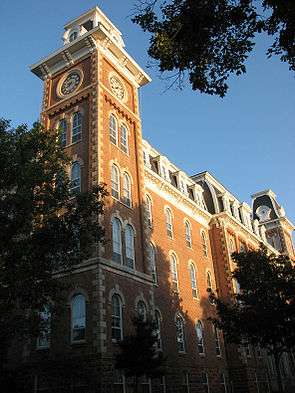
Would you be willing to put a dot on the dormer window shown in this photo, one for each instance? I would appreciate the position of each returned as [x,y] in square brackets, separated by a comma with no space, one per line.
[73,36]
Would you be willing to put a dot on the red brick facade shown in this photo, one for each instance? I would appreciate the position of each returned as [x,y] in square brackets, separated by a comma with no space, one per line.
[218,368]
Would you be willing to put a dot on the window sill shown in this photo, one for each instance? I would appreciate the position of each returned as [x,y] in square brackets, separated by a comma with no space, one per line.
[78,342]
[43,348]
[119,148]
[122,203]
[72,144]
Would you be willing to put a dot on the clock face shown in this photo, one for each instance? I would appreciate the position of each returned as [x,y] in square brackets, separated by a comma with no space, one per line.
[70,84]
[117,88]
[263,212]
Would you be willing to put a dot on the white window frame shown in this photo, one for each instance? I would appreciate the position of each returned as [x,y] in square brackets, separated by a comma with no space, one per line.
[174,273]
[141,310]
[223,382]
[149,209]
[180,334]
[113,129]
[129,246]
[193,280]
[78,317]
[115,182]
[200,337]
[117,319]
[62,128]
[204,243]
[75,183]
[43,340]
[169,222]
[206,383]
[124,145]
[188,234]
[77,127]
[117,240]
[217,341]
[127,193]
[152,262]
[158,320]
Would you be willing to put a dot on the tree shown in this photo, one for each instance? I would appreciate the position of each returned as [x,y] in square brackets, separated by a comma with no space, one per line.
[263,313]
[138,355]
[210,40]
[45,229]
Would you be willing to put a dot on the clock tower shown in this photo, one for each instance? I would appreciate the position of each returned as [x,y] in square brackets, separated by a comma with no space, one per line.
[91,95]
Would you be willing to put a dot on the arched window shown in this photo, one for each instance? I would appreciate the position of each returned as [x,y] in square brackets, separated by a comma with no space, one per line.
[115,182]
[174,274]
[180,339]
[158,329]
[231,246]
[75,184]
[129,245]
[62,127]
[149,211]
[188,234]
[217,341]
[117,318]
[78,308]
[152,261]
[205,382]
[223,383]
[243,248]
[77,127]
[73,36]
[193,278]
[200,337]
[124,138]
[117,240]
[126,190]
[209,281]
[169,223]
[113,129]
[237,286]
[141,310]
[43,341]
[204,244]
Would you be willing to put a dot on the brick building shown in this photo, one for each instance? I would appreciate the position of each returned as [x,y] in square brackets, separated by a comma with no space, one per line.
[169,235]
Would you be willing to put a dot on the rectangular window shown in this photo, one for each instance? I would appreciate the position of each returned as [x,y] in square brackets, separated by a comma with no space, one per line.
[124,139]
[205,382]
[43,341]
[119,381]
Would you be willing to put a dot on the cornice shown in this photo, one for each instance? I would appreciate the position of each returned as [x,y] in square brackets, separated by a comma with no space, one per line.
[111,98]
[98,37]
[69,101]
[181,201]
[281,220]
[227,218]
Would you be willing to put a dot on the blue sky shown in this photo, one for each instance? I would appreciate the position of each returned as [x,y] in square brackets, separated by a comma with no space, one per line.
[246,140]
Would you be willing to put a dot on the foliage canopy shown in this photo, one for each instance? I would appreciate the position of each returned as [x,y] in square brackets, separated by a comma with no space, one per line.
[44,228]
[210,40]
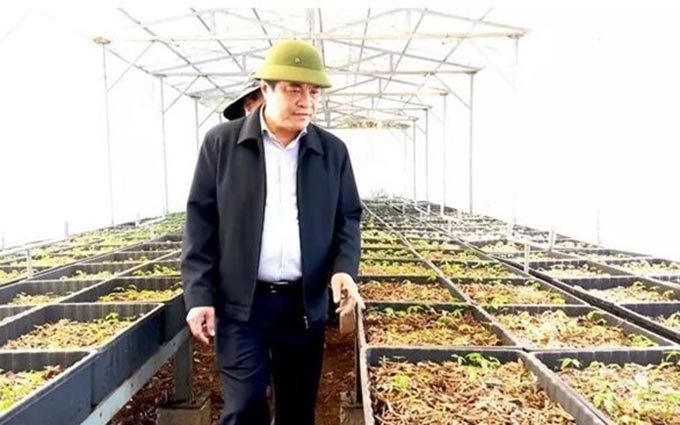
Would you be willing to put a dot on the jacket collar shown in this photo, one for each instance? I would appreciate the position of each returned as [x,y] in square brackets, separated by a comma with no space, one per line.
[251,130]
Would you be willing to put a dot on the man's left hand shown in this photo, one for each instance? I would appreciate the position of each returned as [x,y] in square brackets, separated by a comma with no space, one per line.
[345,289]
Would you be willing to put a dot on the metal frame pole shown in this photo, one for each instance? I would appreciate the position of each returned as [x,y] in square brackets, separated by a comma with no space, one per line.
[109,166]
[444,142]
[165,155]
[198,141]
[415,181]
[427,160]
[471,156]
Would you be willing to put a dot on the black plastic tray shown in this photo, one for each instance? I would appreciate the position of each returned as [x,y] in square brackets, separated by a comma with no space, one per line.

::::

▶ [Exercise instructions]:
Transcribe the whole listing, character for character, but not its images.

▶ [Problem solution]:
Would you be willing to put a dot on the dormer window shown in this photo, one for each instance? I would appreciate the position of each returned as [x,y] in square brackets, separated by a comma with no space, one per line.
[73,36]
Would you be willing to put a dot on the red brick facade shown in this photo, one for each instance? I would appreciate the position of each returned as [x,y] in square brackets, separated by a comma with no space, one per line.
[218,368]
Would you be willing to put a dot on the window sill shown in this photo, one for each instance? I would appreciate the position of each returned as [x,y] in square brackets, separated by a comma with no space, one per line.
[78,342]
[43,348]
[119,148]
[122,203]
[72,144]
Would you be willing to put a dot on the clock face shown in this photo, one for each instance? I would appreciate the position of each returned as [x,y] in square brackets, separated by a comma with no space, one per line.
[70,84]
[117,88]
[263,212]
Would you be willing to put a dot on the white window frame shown in this photo, one for each instance? I would appreciate the position of each returned as [x,y] in square brackets, separated by a comma with no space, one per line.
[174,273]
[141,310]
[223,382]
[149,209]
[180,334]
[113,129]
[129,246]
[193,280]
[78,317]
[115,182]
[200,337]
[117,319]
[62,128]
[204,243]
[75,183]
[43,340]
[169,222]
[206,383]
[124,145]
[188,234]
[77,127]
[117,240]
[217,341]
[127,193]
[152,262]
[158,320]
Would you be willing to put a dot on the tree shown in this photo, one for each instance? I would appreciate the position of each returned as [x,y] in square brackets, separated by a comma with no space, one per line.
[263,313]
[138,355]
[210,40]
[45,229]
Would you be willing to put a dot on the clock tower shown in this photo, one for each instance? I would appreciate the position of each returned as [x,y] in square brackets, separated by a comma with no space, one per line.
[91,95]
Would you be willing to put a dot on the arched window shown in this photo, one for each instance? I would appreciate the position of each returned as [x,y] in square brackets, separated by a comma with no space, one per line.
[115,182]
[174,274]
[180,339]
[158,329]
[231,246]
[75,184]
[129,245]
[62,127]
[149,211]
[188,234]
[217,341]
[117,318]
[78,308]
[152,261]
[205,382]
[223,383]
[243,248]
[77,127]
[73,36]
[193,278]
[200,337]
[124,138]
[117,240]
[126,190]
[209,281]
[169,223]
[113,129]
[237,286]
[141,310]
[43,341]
[204,244]
Would you be willing to put a dot on the brick building shown in this photo, one for each instance? I would appreciate the position of each returned as [x,y] in square brackets, separated by a comma with no space, one per line.
[169,235]
Would you be willing to put a dot on the rectangular window shown in this photo, one for each instance? I would appreciate the position of each returned as [x,y] in square brackets, separated by a comma with no space, one per line.
[124,139]
[205,382]
[43,341]
[119,381]
Would you be willing to put a dot on the cornice shown in this photo, one for each instance? I would appreciate the position of each returned as [x,y] in square brackets, separated by a comma with no space, one per line.
[111,98]
[98,37]
[69,101]
[181,201]
[281,220]
[227,218]
Would you be willing to put a dot on the blue sky shown in this photo, one for each instance? I would appreciate the position of each returned as [x,y] in square brackets, separated by a comma with no space, one per line.
[246,140]
Would you be willing to put a dot on the foliage canopy shown in this photo, one for each instance? I would appreciate the position of each returned as [x,y] in square brackets, separated by a comma with no space, one per line.
[44,228]
[210,40]
Would you be willing to put a dot on the jacket collar shown in this photo, one for each instance? I would appreciate the position of each returned as [x,y] in square brackets, separated by a comma with no space, one per line.
[251,130]
Would you be willing to put a dot on the man's left hand shown in this photo, one for each instance? I would appreciate the position of each returned as [x,y] in square brackets, separated by a comma with no space, one per line.
[345,289]
Would you be willing to put a dot on the metal frame pole shown in this photo, one for each instance? I would appreciate the position of each returned as [x,y] in square brackets, separated by a comma with no space, one per line.
[109,166]
[444,142]
[165,155]
[198,141]
[415,181]
[427,160]
[471,156]
Would you be willing to put a dot on the black plastic tray shown in this photo, one for each instance? I would appreciate the position of each returned as [x,y] in square brackets, separated by a comma with no space, one per line.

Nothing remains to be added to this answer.